### Consignes
A: Recopiez fidèlement le passage du récit de l'entretien entre Monsieur et le Duc d'Orléans qui commence par les mots « Touché par ce » et s'achève sur « à Sa Majesté. ».
B: Prolongez le récit de l'entretien entre Monsieur et le Duc d'Orléans en reprenant après sa dernière phrase.

### Extrait retenu
------------------------
Touché par ce discours qui semble avoir prévu toutes les objections, Monsieur en félicite son cousin « avec une sensibilité » dont témoigne la vivacité attendrie avec laquelle il lui presse les mains.

— Mais vous comprendrez, lui dit-il alors, que vous devez au Roi mon frère, à la noblesse française, à la France elle-même, une déclaration écrite de vos sentimens, à moins que vous ne préfériez les consigner dans une lettre à Sa Majesté.

— Je préfère écrire au Roi, réplique vivement le Duc d’Orléans. Monsieur trouvera bon cependant que j’attende l’arrivée de mes frères afin que cette lettre soit signée de nous trois. Je souhaite bien, par exemple, qu’elle ne soit pas insérée dans les papiers publics. Et sans laisser à son interlocuteur le temps de critiquer cette restriction, il la lui explique. — Je reconnais mes torts, je les avoue franchement ; je les avouerai de même au Roi. Mais une humiliation me serait plus insupportable que la mort.
------------------------
### Extrait du corpus
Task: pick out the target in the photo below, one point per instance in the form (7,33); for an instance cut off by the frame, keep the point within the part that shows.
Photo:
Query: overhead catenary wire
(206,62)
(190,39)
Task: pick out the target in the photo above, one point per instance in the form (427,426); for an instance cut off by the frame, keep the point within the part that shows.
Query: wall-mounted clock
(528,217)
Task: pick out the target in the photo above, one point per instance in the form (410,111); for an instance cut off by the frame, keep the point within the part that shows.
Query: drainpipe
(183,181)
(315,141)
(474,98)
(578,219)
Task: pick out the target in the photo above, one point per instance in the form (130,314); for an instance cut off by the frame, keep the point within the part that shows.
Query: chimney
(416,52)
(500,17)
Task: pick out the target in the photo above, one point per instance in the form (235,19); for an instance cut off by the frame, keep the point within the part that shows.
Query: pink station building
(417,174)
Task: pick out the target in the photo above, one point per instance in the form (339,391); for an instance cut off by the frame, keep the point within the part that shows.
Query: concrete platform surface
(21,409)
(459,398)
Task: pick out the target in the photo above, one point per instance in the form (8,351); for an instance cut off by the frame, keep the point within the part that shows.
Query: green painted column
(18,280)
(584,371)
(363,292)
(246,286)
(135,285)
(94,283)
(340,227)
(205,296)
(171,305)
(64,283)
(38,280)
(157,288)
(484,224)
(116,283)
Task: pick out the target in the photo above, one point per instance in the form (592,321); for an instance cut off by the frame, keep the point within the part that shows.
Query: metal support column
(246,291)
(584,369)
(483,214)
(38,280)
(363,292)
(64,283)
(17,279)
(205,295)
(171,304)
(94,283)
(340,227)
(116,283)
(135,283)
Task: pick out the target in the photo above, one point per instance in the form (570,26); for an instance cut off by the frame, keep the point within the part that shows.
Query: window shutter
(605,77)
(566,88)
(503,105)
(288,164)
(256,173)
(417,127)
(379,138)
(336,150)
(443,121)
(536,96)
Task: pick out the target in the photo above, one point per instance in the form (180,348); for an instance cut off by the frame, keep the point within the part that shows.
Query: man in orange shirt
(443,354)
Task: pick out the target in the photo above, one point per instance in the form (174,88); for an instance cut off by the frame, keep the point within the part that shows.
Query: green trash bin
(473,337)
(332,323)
------------------------
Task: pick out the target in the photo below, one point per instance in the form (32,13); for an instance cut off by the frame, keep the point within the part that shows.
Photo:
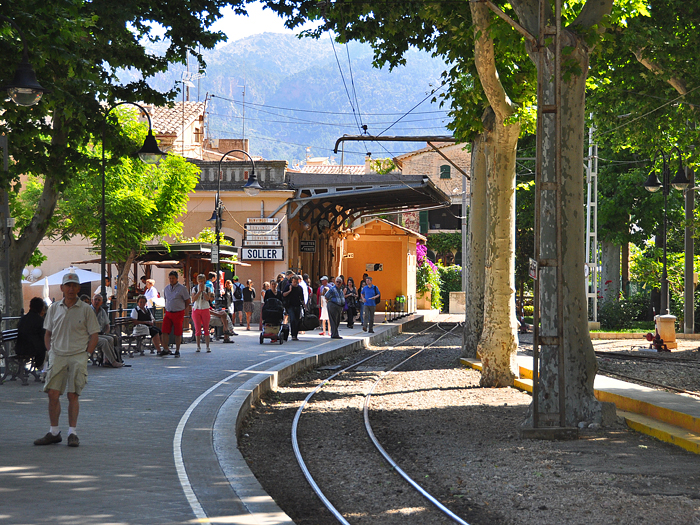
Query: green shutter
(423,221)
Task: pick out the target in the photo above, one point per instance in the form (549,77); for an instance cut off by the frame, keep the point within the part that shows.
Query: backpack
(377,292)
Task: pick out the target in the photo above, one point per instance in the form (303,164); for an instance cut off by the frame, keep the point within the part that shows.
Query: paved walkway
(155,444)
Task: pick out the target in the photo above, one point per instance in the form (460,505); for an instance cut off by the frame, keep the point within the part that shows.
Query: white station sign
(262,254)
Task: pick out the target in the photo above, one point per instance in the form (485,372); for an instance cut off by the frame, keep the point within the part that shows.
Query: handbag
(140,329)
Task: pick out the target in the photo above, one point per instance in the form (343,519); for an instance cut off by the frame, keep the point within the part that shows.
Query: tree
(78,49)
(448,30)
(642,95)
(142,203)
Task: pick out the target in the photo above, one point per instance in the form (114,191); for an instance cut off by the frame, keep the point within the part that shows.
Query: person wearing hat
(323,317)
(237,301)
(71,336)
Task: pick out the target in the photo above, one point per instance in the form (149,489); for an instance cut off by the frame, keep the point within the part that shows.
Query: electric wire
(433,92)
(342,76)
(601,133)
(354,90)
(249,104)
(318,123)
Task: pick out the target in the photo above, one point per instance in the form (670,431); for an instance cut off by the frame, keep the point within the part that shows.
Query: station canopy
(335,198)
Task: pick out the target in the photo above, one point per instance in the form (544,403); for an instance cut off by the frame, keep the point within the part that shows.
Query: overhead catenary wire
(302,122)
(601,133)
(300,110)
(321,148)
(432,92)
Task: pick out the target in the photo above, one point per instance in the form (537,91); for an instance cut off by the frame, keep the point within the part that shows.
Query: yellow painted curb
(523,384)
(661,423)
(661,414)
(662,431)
------------------------
### Réponses par consigne
A:
Touché par ce discours qui semble avoir prévu toutes les objections, Monsieur en félicite son cousin « avec une sensibilité » dont témoigne la vivacité attendrie avec laquelle il lui presse les mains.

— Mais vous comprendrez, lui dit-il alors, que vous devez au Roi mon frère, à la noblesse française, à la France elle-même, une déclaration écrite de vos sentimens, à moins que vous ne préfériez les consigner dans une lettre à Sa Majesté.

B:
Monsieur ne proteste pas. Il semble comprendre la préoccupation de son cousin. Il lui promet que sa lettre ne sera pas publiée. Il insiste seulement pour qu’elle soit communiquée aux ministres anglais, au comte de Woronzow, ambassadeur de Russie à Londres et à quelques-uns des Français émigrés résidant dans cette ville, ce à quoi consent le Duc d’Orléans.

Au moment où il va se retirer, Monsieur lui fait connaître que devant expédier le lendemain un courrier à Milau, il en profitera pour apprendre au Roi ce qui vient de se passer.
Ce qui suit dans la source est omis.